_WHAT YOU NEED TO DO_. Copy the passage about the history of the school's Tudor Hall below word for word, from "The original Tudor" up to and including "the 18th century.".

_EXCERPT_.
-- Opening Marker --

The original Tudor building, known as Tudor Hall, was erected in 1577 opposite the Church of St John the Baptist on Wood Street, with money raised by the first governors of the school and by collections in London churches. It was repaired in 1597 and again in 1637. During the 17th century, further extensive repairs were carried out, in spite of a poor financial situation following the Civil War. Financial conditions became progressively more comfortable during the 18th century.

The trustees of Elizabeth Allen's Charity, which had been established by her will dated 10 February 1725, gave financial assistance to save it from a state "very ruinous and unfit for habitation". It then became a private boarding school. In 1851, Charles Dickens criticised the school, using a disguised name for it, in an article called "A Free (and Easy) School"; an account of Queen Elizabeth's "Royal Grammar School at Thistledown"", in his magazine Household Words. He said that the school was failing to carry out the purpose for which it had been established. It was closed in 1872 and restored in 1874 with many additions. In 1885 a governor, H. E. Chetwynd Stapylton, bought a plot of land behind the Jesus Hospital, an almshouse building in Wood Street dating back to 1679; today the Stapylton Field stands in front of the main school building and is used for rugby and cricket.

-- Closing Marker --

_RECORD SET_.
-- Opening Marker --

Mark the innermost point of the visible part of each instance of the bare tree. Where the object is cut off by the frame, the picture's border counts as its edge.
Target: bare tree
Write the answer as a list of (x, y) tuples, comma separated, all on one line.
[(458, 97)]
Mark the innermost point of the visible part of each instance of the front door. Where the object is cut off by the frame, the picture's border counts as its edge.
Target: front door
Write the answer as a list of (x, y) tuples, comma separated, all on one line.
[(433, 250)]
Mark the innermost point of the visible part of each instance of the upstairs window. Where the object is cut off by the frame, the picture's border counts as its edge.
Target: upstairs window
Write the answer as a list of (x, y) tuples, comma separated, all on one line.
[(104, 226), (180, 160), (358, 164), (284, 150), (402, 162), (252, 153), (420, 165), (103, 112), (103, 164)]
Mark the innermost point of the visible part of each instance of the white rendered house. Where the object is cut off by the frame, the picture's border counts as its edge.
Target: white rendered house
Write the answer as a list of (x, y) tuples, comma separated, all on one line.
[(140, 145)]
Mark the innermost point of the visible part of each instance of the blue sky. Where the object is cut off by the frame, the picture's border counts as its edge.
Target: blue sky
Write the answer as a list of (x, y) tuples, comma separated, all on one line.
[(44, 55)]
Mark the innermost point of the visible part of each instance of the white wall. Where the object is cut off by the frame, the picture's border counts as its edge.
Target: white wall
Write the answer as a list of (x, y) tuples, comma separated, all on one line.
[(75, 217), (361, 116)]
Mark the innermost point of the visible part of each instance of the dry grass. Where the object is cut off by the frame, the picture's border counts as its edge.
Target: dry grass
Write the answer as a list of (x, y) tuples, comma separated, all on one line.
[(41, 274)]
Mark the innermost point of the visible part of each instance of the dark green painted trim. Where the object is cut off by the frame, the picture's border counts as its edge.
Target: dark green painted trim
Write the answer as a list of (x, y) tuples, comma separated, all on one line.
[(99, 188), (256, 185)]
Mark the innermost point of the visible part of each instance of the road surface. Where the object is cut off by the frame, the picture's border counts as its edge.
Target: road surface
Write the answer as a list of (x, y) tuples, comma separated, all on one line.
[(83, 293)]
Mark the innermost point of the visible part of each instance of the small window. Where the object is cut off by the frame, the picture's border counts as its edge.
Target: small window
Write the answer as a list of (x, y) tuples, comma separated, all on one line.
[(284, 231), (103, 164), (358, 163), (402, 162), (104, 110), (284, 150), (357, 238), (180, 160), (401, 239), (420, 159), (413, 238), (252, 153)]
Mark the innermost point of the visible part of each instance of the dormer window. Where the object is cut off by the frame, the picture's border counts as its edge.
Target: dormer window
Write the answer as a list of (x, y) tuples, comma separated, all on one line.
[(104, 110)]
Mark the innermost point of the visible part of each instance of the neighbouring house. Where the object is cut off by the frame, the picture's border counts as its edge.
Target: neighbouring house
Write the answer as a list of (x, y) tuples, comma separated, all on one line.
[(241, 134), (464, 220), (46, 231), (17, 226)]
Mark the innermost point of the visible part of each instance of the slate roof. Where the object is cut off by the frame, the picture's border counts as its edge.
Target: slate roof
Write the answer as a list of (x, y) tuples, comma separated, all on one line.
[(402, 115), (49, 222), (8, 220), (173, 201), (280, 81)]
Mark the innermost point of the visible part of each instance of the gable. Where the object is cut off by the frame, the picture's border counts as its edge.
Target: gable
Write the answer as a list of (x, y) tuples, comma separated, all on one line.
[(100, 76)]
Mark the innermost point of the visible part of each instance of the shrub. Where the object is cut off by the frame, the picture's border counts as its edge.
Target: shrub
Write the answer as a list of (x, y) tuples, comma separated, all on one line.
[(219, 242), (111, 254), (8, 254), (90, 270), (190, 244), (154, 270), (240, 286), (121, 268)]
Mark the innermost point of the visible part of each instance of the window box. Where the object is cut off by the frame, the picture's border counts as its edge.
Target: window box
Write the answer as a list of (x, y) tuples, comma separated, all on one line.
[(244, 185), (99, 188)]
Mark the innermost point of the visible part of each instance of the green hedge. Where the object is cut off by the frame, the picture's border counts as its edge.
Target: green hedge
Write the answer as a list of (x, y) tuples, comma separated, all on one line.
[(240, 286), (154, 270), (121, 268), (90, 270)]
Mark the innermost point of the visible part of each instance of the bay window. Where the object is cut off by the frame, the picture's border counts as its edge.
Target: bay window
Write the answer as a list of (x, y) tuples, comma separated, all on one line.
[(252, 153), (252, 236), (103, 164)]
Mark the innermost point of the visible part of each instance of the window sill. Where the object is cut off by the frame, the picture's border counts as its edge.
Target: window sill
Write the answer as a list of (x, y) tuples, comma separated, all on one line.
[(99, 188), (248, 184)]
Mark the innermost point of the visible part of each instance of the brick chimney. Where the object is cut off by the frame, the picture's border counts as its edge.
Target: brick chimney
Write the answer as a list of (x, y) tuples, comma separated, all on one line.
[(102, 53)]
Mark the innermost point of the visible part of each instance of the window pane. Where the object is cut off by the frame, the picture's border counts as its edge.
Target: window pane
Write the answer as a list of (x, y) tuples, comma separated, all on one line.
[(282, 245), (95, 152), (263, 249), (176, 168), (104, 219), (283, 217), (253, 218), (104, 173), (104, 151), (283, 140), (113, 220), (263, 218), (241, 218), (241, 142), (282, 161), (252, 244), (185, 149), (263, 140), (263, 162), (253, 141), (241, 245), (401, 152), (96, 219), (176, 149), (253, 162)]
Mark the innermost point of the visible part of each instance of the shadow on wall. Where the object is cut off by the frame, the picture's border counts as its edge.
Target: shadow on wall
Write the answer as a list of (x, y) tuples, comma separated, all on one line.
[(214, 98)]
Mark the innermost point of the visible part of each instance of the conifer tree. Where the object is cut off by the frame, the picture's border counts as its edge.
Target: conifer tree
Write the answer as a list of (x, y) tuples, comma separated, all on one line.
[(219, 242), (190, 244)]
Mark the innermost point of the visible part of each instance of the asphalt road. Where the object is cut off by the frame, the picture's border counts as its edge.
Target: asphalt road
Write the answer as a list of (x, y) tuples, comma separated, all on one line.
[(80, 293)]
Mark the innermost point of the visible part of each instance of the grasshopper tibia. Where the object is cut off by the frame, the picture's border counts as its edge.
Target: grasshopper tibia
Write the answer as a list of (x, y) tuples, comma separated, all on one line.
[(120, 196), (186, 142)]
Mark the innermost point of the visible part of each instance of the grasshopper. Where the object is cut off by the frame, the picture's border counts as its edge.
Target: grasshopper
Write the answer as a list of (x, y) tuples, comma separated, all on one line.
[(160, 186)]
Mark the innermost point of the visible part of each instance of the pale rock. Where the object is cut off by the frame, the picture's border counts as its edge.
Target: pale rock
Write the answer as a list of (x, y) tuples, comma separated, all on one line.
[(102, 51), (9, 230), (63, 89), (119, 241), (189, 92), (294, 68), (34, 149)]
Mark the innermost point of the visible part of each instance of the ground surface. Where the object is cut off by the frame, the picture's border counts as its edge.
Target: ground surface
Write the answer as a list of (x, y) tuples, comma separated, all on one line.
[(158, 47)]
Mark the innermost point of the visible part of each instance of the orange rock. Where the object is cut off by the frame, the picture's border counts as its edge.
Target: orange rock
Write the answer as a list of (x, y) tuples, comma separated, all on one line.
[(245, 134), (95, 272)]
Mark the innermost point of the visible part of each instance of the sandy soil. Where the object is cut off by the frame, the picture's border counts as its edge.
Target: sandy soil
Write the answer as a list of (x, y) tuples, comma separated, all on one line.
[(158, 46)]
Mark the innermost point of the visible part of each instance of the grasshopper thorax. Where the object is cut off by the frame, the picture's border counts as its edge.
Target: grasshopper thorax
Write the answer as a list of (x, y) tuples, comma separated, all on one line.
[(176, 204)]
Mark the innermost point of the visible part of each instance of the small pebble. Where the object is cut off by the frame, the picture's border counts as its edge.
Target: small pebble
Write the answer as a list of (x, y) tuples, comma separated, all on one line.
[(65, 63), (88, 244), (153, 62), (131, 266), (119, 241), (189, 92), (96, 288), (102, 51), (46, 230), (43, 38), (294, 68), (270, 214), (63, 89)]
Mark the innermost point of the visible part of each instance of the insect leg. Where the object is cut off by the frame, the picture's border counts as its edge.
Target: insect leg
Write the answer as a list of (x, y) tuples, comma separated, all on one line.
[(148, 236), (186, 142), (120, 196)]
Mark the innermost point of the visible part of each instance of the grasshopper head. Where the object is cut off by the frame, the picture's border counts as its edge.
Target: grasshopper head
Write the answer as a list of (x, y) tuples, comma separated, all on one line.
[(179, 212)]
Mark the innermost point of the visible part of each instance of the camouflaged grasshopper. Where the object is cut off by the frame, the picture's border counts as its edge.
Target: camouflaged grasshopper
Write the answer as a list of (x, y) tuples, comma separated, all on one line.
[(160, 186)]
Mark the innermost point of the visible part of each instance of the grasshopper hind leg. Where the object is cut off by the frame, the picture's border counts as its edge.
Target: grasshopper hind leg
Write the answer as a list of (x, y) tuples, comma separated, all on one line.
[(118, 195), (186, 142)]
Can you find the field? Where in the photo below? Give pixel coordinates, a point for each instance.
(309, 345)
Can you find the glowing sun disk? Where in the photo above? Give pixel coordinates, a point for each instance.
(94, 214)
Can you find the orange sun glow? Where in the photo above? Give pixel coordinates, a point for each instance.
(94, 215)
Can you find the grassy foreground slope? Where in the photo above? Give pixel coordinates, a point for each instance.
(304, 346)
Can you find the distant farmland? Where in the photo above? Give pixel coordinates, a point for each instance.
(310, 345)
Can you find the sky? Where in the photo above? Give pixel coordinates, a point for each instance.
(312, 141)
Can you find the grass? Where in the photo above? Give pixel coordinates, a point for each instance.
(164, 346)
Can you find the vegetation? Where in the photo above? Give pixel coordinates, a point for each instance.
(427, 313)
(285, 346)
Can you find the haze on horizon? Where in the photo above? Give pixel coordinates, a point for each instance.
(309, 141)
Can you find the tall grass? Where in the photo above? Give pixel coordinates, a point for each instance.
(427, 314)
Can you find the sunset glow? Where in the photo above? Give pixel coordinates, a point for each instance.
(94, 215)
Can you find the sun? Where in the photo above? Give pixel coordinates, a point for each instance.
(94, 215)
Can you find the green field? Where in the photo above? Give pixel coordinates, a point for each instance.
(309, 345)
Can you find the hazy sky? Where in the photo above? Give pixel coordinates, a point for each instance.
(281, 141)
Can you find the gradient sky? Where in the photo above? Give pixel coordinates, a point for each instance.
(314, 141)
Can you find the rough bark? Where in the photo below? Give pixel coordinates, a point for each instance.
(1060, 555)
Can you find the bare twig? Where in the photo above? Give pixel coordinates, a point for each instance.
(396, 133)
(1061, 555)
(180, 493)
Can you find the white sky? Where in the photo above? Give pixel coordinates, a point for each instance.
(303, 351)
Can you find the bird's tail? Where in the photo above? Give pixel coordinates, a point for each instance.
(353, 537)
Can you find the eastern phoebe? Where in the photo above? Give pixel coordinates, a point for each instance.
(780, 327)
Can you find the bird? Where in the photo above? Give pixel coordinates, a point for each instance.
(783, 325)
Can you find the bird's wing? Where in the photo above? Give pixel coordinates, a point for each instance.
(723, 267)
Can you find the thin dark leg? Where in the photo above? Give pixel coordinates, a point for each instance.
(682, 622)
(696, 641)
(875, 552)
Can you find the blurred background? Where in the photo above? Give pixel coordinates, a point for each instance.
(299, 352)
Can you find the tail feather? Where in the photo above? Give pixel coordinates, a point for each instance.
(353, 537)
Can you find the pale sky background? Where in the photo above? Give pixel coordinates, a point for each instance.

-- Closing Marker --

_RESPONSE_.
The original Tudor building, known as Tudor Hall, was erected in 1577 opposite the Church of St John the Baptist on Wood Street, with money raised by the first governors of the school and by collections in London churches. It was repaired in 1597 and again in 1637. During the 17th century, further extensive repairs were carried out, in spite of a poor financial situation following the Civil War. Financial conditions became progressively more comfortable during the 18th century.